Aim of the task – Word for word, retype the lines from the one containing "95L500 63L499 6L5" to the last line of the data below, both ends included.
*** Extracted material Section Begins ***
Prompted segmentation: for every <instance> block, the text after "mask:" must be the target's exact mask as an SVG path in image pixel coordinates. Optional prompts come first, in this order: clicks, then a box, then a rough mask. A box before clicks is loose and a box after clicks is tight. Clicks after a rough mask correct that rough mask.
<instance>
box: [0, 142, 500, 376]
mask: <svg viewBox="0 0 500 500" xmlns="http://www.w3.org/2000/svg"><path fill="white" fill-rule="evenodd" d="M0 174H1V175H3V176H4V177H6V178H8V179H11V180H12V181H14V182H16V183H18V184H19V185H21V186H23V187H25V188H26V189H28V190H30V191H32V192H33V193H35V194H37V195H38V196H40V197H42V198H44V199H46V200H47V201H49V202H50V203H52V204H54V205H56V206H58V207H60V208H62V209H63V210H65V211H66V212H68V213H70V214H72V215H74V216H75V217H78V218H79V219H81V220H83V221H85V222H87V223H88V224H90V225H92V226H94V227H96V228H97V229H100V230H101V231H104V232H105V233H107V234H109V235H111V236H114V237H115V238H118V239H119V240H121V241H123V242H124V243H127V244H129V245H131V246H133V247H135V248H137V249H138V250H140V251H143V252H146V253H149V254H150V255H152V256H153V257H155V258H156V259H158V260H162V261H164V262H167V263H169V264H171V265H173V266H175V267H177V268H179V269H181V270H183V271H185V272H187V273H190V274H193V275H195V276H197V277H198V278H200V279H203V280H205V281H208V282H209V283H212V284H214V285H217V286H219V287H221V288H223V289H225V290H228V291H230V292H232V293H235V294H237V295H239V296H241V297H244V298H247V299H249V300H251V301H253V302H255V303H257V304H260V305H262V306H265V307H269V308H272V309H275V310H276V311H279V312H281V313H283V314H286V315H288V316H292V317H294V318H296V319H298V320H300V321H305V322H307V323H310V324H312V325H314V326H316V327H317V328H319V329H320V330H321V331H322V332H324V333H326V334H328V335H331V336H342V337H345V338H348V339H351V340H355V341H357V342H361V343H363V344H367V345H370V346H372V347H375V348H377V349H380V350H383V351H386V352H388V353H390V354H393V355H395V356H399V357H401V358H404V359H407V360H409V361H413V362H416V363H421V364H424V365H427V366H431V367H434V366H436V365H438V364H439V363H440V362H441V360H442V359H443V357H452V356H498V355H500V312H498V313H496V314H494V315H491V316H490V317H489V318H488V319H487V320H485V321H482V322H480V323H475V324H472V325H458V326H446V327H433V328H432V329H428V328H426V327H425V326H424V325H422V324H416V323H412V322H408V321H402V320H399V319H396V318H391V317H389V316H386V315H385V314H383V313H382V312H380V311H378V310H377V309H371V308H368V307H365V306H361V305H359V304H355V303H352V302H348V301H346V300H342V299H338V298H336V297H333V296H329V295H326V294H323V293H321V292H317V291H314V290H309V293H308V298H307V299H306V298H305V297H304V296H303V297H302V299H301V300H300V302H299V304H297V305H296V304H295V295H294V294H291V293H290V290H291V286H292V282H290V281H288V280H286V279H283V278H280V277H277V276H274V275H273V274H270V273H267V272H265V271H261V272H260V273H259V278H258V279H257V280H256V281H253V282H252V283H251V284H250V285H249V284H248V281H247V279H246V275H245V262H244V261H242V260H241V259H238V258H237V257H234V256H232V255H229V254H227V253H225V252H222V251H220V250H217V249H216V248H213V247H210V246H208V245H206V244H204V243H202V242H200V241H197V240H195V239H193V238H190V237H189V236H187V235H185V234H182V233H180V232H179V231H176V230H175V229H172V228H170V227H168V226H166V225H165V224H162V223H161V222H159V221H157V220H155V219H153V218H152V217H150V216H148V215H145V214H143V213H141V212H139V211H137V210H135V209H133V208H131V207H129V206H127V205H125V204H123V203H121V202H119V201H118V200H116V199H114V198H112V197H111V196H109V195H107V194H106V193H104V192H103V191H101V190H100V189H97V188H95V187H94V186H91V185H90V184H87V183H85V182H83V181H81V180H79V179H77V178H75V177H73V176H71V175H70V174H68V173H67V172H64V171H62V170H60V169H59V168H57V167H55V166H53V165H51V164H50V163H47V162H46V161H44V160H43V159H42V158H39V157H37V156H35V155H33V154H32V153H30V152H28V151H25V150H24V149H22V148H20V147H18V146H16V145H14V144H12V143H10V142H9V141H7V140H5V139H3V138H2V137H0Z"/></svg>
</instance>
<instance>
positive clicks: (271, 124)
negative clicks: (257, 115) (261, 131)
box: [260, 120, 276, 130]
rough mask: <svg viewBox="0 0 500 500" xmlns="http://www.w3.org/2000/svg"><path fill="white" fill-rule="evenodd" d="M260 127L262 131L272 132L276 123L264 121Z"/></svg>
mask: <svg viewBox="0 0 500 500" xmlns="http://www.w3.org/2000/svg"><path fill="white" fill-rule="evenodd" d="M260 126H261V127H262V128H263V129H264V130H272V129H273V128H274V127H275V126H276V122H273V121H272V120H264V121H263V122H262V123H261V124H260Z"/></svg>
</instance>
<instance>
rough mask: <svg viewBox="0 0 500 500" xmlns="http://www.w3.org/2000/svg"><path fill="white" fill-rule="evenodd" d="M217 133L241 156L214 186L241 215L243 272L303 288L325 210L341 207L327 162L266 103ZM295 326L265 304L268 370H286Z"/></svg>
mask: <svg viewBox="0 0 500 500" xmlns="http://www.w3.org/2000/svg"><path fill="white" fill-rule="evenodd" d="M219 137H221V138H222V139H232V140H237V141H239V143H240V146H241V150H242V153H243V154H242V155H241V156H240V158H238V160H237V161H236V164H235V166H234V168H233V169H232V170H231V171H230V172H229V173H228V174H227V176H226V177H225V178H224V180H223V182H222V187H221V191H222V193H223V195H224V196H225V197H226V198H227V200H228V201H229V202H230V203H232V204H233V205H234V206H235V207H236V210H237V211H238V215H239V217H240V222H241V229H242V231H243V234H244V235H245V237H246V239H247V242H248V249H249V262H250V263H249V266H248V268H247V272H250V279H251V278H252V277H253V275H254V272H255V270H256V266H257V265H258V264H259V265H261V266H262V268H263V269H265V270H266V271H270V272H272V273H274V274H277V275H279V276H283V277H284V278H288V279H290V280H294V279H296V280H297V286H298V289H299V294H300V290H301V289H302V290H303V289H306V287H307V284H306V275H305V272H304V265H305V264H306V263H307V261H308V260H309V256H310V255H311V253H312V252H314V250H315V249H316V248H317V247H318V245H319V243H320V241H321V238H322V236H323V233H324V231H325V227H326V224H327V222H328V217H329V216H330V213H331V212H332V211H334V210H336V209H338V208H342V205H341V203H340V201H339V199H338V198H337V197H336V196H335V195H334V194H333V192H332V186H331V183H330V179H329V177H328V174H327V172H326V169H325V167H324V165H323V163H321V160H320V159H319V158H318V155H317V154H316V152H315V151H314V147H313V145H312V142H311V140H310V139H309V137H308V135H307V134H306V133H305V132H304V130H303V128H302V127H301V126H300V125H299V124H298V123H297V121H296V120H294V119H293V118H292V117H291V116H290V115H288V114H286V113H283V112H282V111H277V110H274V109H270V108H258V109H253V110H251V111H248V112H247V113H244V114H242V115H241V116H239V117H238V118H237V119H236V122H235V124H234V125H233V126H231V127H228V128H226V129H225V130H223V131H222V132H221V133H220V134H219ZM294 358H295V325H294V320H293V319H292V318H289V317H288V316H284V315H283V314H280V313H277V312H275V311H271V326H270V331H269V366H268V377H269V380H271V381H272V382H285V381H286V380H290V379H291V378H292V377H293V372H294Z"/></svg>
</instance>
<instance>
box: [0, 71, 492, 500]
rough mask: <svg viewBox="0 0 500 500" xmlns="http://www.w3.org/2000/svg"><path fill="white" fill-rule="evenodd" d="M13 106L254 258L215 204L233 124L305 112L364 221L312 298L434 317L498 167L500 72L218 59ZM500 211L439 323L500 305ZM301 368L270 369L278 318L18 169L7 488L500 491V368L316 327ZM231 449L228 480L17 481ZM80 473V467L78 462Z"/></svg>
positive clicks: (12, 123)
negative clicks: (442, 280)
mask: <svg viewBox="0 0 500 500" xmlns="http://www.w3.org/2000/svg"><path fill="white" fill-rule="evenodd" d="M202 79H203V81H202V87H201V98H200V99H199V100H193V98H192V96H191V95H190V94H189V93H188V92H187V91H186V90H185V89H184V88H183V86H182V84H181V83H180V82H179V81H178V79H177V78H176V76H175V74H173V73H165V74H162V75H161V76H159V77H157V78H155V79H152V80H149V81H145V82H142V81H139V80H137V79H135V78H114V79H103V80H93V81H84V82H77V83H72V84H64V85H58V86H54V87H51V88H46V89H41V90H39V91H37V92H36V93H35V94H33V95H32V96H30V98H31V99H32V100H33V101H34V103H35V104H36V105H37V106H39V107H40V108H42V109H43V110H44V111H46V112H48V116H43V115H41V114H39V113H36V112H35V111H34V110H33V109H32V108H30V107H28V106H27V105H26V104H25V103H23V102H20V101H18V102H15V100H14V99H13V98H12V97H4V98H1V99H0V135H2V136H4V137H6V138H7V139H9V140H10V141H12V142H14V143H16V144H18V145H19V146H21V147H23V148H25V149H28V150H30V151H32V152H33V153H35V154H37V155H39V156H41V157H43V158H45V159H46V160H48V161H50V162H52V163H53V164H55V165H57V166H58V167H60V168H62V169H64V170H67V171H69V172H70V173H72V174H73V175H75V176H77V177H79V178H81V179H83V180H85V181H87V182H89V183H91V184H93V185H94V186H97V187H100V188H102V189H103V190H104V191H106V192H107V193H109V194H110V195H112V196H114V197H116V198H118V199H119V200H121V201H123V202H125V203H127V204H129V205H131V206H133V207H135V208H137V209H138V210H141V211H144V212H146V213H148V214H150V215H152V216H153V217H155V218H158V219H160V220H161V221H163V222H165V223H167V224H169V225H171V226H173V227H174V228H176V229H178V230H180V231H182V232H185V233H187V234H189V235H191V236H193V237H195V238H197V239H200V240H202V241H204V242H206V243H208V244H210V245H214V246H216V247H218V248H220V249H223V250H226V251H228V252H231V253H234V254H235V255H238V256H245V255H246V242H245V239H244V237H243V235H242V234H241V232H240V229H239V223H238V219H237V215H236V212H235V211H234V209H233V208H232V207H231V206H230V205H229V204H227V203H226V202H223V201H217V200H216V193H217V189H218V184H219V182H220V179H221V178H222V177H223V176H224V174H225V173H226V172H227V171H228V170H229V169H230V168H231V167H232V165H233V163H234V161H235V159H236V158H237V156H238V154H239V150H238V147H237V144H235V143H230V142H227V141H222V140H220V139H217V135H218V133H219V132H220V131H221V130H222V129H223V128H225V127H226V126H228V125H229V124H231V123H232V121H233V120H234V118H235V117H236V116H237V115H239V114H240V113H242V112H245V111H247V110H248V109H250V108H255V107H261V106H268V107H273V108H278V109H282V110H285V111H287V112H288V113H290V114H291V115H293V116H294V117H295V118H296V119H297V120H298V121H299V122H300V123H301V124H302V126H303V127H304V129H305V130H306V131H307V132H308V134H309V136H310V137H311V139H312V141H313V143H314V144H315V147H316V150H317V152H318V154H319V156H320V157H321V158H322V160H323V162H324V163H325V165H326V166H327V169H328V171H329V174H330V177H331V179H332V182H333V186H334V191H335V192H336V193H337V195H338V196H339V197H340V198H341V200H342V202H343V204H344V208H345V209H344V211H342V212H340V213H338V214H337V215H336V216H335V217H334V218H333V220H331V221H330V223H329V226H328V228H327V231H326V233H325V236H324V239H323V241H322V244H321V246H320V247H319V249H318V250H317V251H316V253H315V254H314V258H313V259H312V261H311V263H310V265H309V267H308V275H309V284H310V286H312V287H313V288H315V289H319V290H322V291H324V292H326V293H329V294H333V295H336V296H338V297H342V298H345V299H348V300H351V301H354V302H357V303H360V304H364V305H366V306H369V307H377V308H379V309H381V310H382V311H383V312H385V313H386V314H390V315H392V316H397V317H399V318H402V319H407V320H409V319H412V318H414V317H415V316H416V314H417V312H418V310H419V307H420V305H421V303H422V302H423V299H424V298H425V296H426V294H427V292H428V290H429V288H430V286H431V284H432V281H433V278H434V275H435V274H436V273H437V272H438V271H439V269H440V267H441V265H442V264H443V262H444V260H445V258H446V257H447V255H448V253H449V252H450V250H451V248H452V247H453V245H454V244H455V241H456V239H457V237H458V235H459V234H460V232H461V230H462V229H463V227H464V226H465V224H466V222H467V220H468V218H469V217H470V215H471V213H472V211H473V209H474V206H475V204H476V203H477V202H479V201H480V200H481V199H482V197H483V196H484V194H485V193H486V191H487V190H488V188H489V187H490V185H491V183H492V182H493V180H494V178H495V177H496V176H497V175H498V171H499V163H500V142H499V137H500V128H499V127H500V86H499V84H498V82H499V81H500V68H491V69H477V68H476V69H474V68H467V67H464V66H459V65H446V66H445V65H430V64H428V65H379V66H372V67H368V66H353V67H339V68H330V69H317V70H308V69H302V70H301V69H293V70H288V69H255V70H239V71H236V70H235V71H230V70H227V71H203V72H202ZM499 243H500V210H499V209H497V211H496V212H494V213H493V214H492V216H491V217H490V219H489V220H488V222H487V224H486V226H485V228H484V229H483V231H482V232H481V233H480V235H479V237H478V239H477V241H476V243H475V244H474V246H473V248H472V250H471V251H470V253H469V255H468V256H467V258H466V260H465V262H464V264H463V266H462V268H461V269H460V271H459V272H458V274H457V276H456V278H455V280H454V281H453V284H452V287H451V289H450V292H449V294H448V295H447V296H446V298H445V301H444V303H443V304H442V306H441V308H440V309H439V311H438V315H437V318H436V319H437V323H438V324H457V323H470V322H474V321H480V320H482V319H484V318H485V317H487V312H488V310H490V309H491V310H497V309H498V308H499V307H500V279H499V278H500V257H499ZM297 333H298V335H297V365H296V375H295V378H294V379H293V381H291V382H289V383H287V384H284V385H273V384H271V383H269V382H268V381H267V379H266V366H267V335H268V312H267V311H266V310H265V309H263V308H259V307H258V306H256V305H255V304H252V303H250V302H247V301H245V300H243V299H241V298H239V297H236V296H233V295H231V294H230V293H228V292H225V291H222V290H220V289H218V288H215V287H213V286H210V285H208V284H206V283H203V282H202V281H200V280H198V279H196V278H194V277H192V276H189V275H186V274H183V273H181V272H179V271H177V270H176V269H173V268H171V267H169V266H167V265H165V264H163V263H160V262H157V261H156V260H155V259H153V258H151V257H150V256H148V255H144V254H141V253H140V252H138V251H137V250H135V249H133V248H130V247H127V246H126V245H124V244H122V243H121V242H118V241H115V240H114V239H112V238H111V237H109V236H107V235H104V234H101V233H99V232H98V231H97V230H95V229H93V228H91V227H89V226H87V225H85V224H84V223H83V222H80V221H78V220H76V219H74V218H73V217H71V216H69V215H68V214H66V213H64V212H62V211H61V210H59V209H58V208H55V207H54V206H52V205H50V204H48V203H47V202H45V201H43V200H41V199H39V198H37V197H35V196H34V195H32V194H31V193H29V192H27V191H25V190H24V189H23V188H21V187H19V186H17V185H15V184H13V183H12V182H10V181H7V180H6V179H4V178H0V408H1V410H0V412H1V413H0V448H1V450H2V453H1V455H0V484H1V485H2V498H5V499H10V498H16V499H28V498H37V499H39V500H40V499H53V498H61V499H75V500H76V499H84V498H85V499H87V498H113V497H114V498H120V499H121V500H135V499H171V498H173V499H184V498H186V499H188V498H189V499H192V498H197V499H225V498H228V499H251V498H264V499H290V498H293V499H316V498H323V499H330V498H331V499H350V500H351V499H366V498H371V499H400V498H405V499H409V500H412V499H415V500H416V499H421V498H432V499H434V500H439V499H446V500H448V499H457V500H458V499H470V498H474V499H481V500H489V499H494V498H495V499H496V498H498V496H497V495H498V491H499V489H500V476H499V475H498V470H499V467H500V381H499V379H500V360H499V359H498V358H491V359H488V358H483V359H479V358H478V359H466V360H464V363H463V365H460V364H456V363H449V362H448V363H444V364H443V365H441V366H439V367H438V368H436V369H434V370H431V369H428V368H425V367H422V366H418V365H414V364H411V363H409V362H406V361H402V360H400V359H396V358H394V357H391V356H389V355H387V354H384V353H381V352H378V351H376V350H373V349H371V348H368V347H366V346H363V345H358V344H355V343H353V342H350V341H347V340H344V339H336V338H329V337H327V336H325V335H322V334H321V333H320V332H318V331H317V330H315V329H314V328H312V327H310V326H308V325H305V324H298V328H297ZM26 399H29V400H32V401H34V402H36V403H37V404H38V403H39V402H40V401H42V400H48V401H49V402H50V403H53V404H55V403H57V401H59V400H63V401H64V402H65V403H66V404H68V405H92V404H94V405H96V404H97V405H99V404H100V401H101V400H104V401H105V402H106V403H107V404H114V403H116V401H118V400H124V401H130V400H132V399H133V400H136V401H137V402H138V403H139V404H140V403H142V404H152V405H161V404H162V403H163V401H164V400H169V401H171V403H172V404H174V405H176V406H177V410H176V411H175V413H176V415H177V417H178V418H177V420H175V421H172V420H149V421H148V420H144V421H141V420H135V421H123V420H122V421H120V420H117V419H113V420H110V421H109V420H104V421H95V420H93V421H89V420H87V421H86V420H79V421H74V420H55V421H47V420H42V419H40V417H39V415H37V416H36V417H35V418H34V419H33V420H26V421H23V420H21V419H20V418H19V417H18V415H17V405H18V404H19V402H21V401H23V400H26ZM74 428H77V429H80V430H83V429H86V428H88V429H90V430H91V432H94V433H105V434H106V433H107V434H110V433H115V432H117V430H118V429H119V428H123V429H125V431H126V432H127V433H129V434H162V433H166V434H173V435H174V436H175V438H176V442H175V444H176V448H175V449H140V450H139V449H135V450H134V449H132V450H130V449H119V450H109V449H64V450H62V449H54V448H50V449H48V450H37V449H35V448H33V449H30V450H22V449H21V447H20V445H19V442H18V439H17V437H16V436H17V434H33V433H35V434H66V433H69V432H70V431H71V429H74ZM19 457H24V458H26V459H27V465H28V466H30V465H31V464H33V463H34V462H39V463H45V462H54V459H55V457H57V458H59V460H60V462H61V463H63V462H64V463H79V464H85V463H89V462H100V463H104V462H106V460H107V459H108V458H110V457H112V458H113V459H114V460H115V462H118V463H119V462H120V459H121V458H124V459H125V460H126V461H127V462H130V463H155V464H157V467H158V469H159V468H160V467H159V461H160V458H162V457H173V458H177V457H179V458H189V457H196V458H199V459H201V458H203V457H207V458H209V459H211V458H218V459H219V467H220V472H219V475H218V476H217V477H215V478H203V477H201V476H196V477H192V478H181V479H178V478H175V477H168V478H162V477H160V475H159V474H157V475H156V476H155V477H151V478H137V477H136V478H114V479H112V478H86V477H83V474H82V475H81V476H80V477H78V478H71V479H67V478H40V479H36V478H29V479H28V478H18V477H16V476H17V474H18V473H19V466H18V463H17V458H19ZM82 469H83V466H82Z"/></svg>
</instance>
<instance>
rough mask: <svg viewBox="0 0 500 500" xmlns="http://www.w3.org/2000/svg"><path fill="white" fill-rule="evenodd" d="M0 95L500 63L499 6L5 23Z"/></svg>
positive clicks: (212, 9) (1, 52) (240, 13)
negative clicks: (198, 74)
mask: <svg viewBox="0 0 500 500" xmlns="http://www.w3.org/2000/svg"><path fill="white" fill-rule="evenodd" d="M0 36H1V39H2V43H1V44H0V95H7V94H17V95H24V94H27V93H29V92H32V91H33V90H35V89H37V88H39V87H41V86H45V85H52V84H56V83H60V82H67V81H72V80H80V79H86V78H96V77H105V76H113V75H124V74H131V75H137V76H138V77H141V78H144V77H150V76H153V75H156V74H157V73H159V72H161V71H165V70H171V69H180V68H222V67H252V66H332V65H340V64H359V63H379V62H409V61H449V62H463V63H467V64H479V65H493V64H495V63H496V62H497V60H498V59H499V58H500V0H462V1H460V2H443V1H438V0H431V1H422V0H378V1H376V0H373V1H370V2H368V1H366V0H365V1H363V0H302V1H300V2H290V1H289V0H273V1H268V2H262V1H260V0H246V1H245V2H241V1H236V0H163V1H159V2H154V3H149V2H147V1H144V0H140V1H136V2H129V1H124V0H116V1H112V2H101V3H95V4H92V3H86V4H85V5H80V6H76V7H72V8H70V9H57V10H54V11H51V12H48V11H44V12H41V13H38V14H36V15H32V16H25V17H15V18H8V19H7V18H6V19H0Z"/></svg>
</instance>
*** Extracted material Section Ends ***
Response area –
rough mask: <svg viewBox="0 0 500 500" xmlns="http://www.w3.org/2000/svg"><path fill="white" fill-rule="evenodd" d="M0 95L500 63L499 6L5 23Z"/></svg>
positive clicks: (212, 9) (1, 52) (240, 13)
negative clicks: (198, 74)
mask: <svg viewBox="0 0 500 500" xmlns="http://www.w3.org/2000/svg"><path fill="white" fill-rule="evenodd" d="M0 36H1V39H2V43H1V44H0V95H7V94H17V95H24V94H27V93H29V92H32V91H33V90H35V89H37V88H39V87H41V86H45V85H52V84H56V83H60V82H67V81H72V80H80V79H86V78H96V77H105V76H113V75H124V74H131V75H137V76H138V77H141V78H144V77H150V76H153V75H156V74H157V73H159V72H161V71H165V70H171V69H180V68H222V67H252V66H332V65H340V64H359V63H379V62H409V61H449V62H463V63H467V64H479V65H493V64H495V63H496V62H497V60H498V59H499V58H500V0H462V1H460V2H443V1H438V0H431V1H422V0H378V1H376V0H373V1H370V2H368V1H366V0H365V1H363V0H302V1H300V2H290V1H289V0H273V1H268V2H262V1H260V0H246V1H245V2H241V1H236V0H163V1H159V2H154V3H149V2H147V1H144V0H140V1H136V2H129V1H124V0H116V1H112V2H101V3H95V4H92V3H86V4H85V5H80V6H76V7H72V8H70V9H57V10H54V11H51V12H48V11H44V12H41V13H38V14H36V15H32V16H25V17H15V18H8V19H7V18H6V19H0Z"/></svg>
</instance>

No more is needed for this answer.